Requirement |
What you return must be an exact copy of the lines in the listing below between the line holding "Target: wooden table" and the line holding "[[345, 84], [403, 187], [431, 342], [206, 114]]", inclusive, and nothing more.

The data |
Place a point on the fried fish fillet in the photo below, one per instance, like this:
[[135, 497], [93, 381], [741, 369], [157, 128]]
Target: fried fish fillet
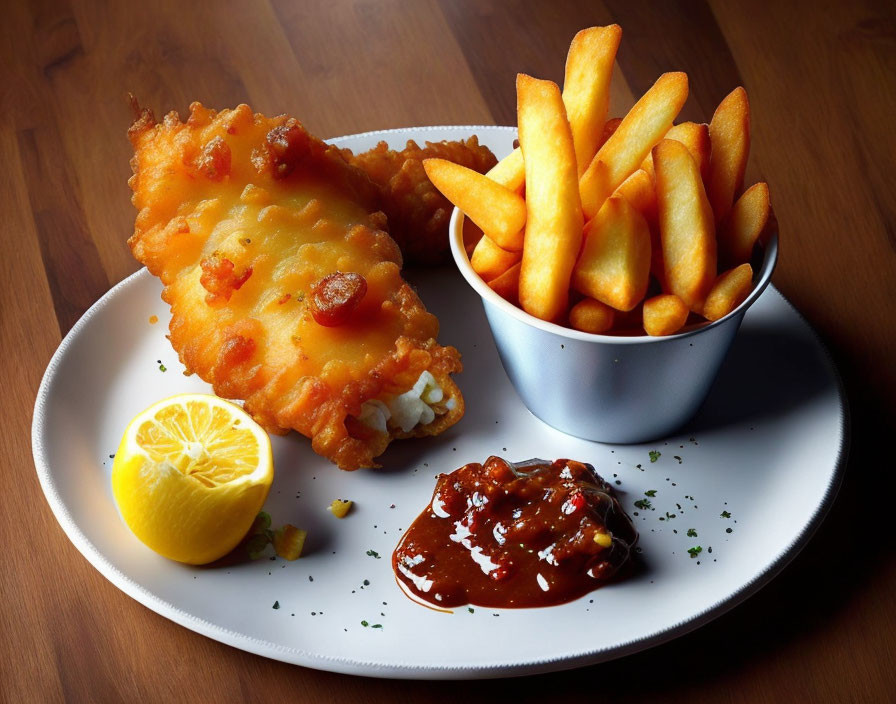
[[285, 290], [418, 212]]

--

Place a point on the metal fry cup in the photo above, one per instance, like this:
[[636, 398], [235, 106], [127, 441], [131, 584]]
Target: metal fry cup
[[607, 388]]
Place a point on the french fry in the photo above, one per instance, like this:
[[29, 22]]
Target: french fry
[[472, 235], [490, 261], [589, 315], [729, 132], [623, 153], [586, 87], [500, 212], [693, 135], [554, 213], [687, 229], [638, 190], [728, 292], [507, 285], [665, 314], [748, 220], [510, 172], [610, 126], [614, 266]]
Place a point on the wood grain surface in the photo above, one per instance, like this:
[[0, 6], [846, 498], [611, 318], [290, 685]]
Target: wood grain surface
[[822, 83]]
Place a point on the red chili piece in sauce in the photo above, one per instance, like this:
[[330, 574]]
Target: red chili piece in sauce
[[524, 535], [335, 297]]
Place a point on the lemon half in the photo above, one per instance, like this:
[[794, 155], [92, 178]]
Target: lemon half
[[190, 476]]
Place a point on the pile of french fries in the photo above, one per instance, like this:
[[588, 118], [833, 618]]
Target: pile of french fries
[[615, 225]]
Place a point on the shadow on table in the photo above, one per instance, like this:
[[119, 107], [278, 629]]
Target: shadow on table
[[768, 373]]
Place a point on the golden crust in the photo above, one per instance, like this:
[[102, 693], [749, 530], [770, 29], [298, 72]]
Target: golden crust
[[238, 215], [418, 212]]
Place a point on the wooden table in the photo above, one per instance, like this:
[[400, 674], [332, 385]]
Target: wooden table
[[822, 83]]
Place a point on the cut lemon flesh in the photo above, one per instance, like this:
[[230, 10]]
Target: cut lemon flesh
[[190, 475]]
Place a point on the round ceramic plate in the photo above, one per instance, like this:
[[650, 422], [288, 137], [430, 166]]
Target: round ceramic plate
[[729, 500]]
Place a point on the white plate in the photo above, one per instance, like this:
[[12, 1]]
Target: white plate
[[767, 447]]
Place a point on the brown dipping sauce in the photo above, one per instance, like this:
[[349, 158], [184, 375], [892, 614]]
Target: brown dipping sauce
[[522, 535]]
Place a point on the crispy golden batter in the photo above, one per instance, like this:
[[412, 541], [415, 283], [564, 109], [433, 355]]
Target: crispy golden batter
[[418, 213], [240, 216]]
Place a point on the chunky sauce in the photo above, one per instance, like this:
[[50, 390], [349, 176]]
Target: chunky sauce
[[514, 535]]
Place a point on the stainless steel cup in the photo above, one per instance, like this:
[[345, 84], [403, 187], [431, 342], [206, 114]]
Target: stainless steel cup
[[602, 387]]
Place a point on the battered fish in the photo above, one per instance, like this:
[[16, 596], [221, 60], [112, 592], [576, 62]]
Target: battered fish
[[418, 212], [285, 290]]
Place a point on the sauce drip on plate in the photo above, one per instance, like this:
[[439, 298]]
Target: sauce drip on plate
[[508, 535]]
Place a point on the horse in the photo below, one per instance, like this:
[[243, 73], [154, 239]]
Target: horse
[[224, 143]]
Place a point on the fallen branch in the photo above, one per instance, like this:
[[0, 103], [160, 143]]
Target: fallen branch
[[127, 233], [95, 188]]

--

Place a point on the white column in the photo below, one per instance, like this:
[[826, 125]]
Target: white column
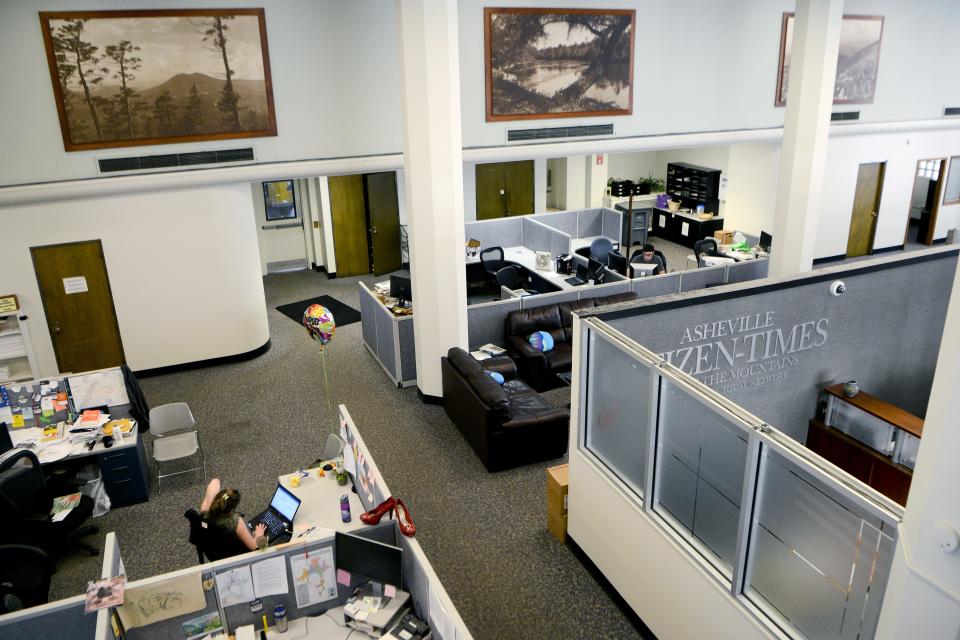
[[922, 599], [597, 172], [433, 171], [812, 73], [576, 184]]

Problem solution |
Target: wooden table
[[822, 83]]
Place a point on the cut lemon flesh in the photo above, one per instance, like this:
[[230, 10]]
Target: cut lemon flesh
[[190, 475]]
Place a point on the round ceramic plate in the photo above, one per instance, like this:
[[650, 422], [288, 137], [430, 166]]
Target: round ceramic plate
[[729, 500]]
Place a point on the white plate in the photo above, one per instance, like this:
[[12, 1]]
Target: white plate
[[767, 447]]
Place a point on the brown dipping sauce in the photo above, one per instance, like this:
[[349, 158], [184, 375], [892, 614]]
Target: brown dipping sauce
[[522, 535]]
Place a point on the crispy golden batter in the photo above, one per instance, like this:
[[412, 541], [415, 283], [564, 109], [433, 355]]
Target: crispy golden batter
[[418, 213], [240, 216]]
Place a point on the chunky sauce in the photo above, one per instance, like this:
[[50, 390], [349, 176]]
Target: chunky sauce
[[514, 535]]
Place a point on the stainless steel cup in the photo above, one per instance, like this:
[[345, 84], [403, 187], [431, 342], [206, 114]]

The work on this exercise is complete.